### How to complete this task:
Copy out every entry precisely.

### Dataset records:
══════════

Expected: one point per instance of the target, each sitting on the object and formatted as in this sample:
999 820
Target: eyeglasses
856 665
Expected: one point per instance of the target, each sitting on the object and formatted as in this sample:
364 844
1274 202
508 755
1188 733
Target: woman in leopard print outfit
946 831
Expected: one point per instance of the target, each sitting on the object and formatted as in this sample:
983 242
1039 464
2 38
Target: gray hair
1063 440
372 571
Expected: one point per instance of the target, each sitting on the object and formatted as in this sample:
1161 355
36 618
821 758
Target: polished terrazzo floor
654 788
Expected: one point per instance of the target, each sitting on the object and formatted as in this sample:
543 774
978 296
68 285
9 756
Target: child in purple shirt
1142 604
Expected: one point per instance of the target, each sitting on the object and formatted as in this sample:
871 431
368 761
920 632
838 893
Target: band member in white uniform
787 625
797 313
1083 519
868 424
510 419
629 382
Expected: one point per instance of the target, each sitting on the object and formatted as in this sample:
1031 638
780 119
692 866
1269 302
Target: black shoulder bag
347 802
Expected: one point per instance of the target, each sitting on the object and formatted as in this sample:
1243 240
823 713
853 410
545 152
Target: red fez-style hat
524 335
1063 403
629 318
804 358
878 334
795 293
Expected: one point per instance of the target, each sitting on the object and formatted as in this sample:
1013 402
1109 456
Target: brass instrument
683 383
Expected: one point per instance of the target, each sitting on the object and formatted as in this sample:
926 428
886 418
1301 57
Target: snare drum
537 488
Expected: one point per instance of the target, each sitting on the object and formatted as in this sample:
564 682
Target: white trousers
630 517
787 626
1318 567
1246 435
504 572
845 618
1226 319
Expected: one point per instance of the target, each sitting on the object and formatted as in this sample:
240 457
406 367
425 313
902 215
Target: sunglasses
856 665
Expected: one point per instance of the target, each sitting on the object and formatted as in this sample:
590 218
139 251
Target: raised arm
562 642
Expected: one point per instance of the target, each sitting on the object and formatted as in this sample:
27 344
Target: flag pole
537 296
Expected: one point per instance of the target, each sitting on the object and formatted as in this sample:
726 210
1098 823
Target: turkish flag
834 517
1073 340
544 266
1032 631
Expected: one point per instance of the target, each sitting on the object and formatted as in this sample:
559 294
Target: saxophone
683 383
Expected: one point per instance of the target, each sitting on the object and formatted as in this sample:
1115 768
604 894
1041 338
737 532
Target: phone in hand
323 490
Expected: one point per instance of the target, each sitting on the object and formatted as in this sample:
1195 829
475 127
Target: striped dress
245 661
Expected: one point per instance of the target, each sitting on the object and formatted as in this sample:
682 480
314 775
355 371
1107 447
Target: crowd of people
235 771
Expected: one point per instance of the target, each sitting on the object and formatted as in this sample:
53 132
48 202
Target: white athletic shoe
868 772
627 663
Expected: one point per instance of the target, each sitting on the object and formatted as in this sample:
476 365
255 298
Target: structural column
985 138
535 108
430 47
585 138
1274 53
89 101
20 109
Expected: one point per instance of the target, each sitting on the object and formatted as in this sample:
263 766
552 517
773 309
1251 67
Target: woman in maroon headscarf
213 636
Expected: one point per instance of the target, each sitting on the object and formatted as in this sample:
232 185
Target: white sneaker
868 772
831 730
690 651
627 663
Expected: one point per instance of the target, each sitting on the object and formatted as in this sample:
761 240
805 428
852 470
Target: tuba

══════════

### Response below:
Expected: one point per instance of the target, each sitting on the object and formatted as in this sample:
999 820
Target: eyeglasses
856 665
Expected: one point per instance of the target, each sitting on the object and formatted as in this sample:
364 844
1274 202
508 755
1188 733
Target: woman in leopard print outfit
946 831
Expected: one point per instance of the target, each sitting on the object and formatted as in this sample:
983 242
1039 464
2 38
Target: gray hair
1063 440
372 571
Expected: one point per instance of the target, each sitting on the object and formatted as in this sample:
1161 355
36 618
821 758
Target: polished terrazzo floor
654 788
Expected: one point per instance of the target, each sitting on the object and formatted as in this sample:
543 774
978 296
68 285
9 756
Target: child in purple shirt
1142 604
Expected: one point per instance of the target, each sitting on the object and formatted as in this sample:
871 431
368 761
920 632
838 893
Target: band member in white uniform
787 625
797 313
1083 519
868 424
510 419
629 382
Expected: one point per instance of the target, each sitting on the object and formatted as in this sample:
1031 638
780 119
692 866
1269 302
Target: black shoulder bag
347 802
Expected: one point per instance of the target, each sitting on the object and formatted as in this sample:
1243 240
823 713
853 410
545 152
Target: red fez-style hat
524 335
1063 403
629 318
804 358
878 334
795 293
Expected: one point per instance of the target, each sitting on the object and formatted as in this sample:
1013 402
1109 456
Target: brass instrument
683 383
Expected: one point per instance of the target, each sitting on the object and formatted as in this sample:
926 428
886 418
1301 57
Target: snare drum
537 488
Expected: one point per instance of the target, each sitting on the object and formatted as in this sample:
564 682
Target: white trousers
630 517
787 626
1318 567
1246 435
504 572
845 618
1226 319
Expected: one point per instance of the target, each sitting on the object and formatted as in this sample:
240 457
406 367
425 313
902 215
Target: sunglasses
856 665
Expected: one point per instance of the target, each sitting on the object and formatted as in this sample:
590 218
139 251
Target: raised arm
562 642
Expected: one point per instance of the target, each sitting on the object and formatted as in this sample:
27 344
Target: flag pole
537 296
Expected: one point per instance of the target, each sitting on the object and formatted as in this sample:
726 210
1098 823
Target: turkish flag
834 517
1073 340
544 266
1032 631
Expected: one point per instance of the target, each sitting on the object and formatted as in this sample:
559 294
Target: saxophone
683 383
Expected: one point per instance of the target, each sitting on the object and formatted as in this sample:
1115 768
604 894
1041 338
737 532
Target: phone in hand
323 490
Expected: one point per instance of the target, each sitting on the object and formatted as in this sample:
1195 829
475 127
Target: striped dress
245 661
Expected: one point per instance of the target, each sitting on the object and formatted as in this sample:
682 480
314 775
355 371
1107 447
Target: crowd of people
235 771
Expected: one point per instance of the target, each sitting on the object and formatted as in this sample:
53 132
48 202
Target: white athletic shoe
868 772
627 663
Expected: one point per instance of the target, each sitting on the object and formatted as in this sample:
476 365
255 298
Target: structural column
985 138
535 108
430 47
585 138
1274 53
89 101
20 109
Expected: one point per instance of the target, each sitting on the object and formatted as in this sample:
263 766
552 517
773 309
1251 67
Target: woman in maroon headscarf
213 636
Expected: one point per instance of the target, each sitting on the object and formatted as in this sample:
232 185
Target: white sneaker
868 772
831 730
690 651
627 663
Expected: one point per instance of the target, each sitting on the object and formatted as in this sample:
761 240
805 428
852 470
Target: tuba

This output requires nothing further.